• **EXERCISE**: Please write out the following records exactly as they appear, keeping every line unchanged.

• **INFORMATION SUPPLIED**:
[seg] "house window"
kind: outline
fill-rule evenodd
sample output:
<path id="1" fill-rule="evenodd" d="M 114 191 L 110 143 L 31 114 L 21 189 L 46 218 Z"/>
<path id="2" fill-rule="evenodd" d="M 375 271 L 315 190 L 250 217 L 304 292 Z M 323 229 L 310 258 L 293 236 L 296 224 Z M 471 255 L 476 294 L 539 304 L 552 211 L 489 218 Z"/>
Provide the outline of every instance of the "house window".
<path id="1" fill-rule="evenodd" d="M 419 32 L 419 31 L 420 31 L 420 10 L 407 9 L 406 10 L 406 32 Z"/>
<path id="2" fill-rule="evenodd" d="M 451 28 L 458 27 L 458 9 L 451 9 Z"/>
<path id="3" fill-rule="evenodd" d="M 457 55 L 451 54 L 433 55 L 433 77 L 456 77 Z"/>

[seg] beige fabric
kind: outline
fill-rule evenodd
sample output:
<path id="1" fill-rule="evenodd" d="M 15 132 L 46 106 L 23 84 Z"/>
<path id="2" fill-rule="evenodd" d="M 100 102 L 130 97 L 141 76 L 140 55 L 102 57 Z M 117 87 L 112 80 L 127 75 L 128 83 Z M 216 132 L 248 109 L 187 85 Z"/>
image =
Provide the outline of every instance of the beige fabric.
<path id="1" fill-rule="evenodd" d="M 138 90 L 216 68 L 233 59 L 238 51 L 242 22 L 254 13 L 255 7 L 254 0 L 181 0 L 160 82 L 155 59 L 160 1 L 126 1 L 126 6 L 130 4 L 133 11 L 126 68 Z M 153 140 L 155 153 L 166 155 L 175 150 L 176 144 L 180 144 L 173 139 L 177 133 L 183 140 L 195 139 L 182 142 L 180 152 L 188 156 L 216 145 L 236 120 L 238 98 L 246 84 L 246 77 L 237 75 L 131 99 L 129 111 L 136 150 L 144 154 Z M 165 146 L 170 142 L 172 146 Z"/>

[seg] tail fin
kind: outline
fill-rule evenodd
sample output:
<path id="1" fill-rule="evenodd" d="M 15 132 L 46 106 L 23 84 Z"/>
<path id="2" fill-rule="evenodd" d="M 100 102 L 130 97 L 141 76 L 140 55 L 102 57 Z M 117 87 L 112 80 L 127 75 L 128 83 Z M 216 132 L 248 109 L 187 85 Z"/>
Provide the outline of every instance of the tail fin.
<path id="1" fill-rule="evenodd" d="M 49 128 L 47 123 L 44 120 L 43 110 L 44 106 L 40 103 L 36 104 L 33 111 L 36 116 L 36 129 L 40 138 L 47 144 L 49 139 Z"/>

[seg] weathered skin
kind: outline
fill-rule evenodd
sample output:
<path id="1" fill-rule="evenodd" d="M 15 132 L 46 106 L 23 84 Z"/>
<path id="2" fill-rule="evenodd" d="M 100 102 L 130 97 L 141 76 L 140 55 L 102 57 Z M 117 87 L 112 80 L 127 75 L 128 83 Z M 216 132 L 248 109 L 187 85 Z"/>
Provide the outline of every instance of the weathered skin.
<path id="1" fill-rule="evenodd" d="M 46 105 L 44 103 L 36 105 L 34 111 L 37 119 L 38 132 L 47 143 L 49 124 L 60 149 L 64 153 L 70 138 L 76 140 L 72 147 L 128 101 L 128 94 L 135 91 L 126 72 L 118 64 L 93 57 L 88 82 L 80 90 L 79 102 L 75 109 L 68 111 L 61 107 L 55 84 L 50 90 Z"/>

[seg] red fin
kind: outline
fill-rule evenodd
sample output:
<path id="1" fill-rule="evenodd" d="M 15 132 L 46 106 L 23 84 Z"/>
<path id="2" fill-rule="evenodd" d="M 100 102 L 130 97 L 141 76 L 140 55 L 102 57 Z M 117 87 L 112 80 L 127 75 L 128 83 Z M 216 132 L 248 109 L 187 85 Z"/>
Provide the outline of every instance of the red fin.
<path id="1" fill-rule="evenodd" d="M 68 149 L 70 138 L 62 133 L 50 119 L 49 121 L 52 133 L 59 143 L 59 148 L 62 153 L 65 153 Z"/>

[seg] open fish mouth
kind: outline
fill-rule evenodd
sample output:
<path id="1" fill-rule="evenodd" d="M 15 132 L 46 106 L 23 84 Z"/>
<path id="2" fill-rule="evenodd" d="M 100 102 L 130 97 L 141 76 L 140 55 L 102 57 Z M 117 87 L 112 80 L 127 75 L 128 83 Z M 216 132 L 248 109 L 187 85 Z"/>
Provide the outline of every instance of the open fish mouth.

• **RESPONSE**:
[seg] "house window"
kind: outline
fill-rule evenodd
sample output:
<path id="1" fill-rule="evenodd" d="M 114 191 L 110 143 L 31 114 L 21 189 L 46 218 Z"/>
<path id="2" fill-rule="evenodd" d="M 375 271 L 315 190 L 250 217 L 304 292 Z M 323 229 L 310 258 L 293 236 L 296 224 Z M 471 255 L 476 294 L 539 304 L 552 211 L 489 218 Z"/>
Provide the outline of every instance of the "house window".
<path id="1" fill-rule="evenodd" d="M 419 32 L 419 31 L 420 31 L 420 10 L 407 9 L 406 10 L 406 32 Z"/>
<path id="2" fill-rule="evenodd" d="M 451 28 L 458 27 L 458 9 L 451 9 Z"/>
<path id="3" fill-rule="evenodd" d="M 457 55 L 451 54 L 433 55 L 433 77 L 456 77 Z"/>

[seg] beige fabric
kind: outline
fill-rule evenodd
sample output:
<path id="1" fill-rule="evenodd" d="M 15 132 L 46 106 L 23 84 Z"/>
<path id="2" fill-rule="evenodd" d="M 100 102 L 130 97 L 141 76 L 140 55 L 102 57 Z M 117 87 L 112 80 L 127 75 L 128 83 Z M 216 132 L 248 109 L 187 85 Z"/>
image =
Provide the outline of every instance of the beige fabric.
<path id="1" fill-rule="evenodd" d="M 138 90 L 216 68 L 233 59 L 238 51 L 242 22 L 254 13 L 255 7 L 254 0 L 181 0 L 160 82 L 155 59 L 160 1 L 126 1 L 126 6 L 130 4 L 133 11 L 126 68 Z M 153 140 L 155 153 L 166 155 L 175 150 L 176 144 L 180 144 L 173 139 L 177 133 L 183 140 L 195 139 L 182 142 L 180 152 L 188 156 L 216 145 L 236 120 L 238 98 L 246 84 L 246 77 L 237 75 L 131 99 L 129 111 L 136 150 L 144 154 Z M 165 146 L 170 142 L 172 146 Z"/>

[seg] tail fin
kind: outline
fill-rule evenodd
sample output:
<path id="1" fill-rule="evenodd" d="M 15 132 L 46 106 L 23 84 Z"/>
<path id="2" fill-rule="evenodd" d="M 100 102 L 130 97 L 141 76 L 140 55 L 102 57 Z M 117 87 L 112 80 L 127 75 L 128 83 Z M 216 132 L 248 109 L 187 85 Z"/>
Provide the outline of every instance of the tail fin.
<path id="1" fill-rule="evenodd" d="M 49 128 L 47 123 L 44 120 L 43 110 L 44 106 L 40 103 L 36 104 L 33 111 L 36 116 L 36 129 L 40 138 L 47 144 L 49 139 Z"/>

[seg] weathered skin
kind: outline
fill-rule evenodd
sample output:
<path id="1" fill-rule="evenodd" d="M 15 132 L 46 106 L 23 84 Z"/>
<path id="2" fill-rule="evenodd" d="M 100 102 L 130 97 L 141 76 L 140 55 L 102 57 Z M 117 87 L 112 80 L 127 75 L 128 83 Z M 216 132 L 248 109 L 187 85 Z"/>
Provide the outline of every instance of the weathered skin.
<path id="1" fill-rule="evenodd" d="M 46 105 L 44 103 L 36 105 L 34 111 L 37 119 L 38 132 L 47 143 L 49 124 L 60 149 L 64 153 L 70 138 L 76 140 L 72 147 L 128 101 L 128 94 L 135 91 L 126 72 L 118 64 L 93 57 L 88 82 L 80 90 L 79 102 L 75 109 L 68 111 L 61 107 L 55 84 L 50 90 Z"/>

[seg] red fin
kind: outline
fill-rule evenodd
sample output:
<path id="1" fill-rule="evenodd" d="M 15 132 L 46 106 L 23 84 Z"/>
<path id="2" fill-rule="evenodd" d="M 100 102 L 130 97 L 141 76 L 140 55 L 102 57 Z M 117 87 L 112 80 L 127 75 L 128 83 Z M 216 132 L 248 109 L 187 85 Z"/>
Provide the outline of every instance of the red fin.
<path id="1" fill-rule="evenodd" d="M 68 149 L 70 138 L 62 133 L 50 119 L 49 121 L 52 133 L 59 143 L 59 148 L 62 153 L 65 153 Z"/>

[seg] open fish mouth
kind: outline
fill-rule evenodd
sample output:
<path id="1" fill-rule="evenodd" d="M 15 132 L 46 106 L 23 84 Z"/>
<path id="2" fill-rule="evenodd" d="M 100 102 L 130 97 L 141 76 L 140 55 L 102 57 Z M 117 87 L 112 80 L 127 75 L 128 83 Z M 216 132 L 248 109 L 187 85 Z"/>
Provide the outline of every instance of the open fish mouth.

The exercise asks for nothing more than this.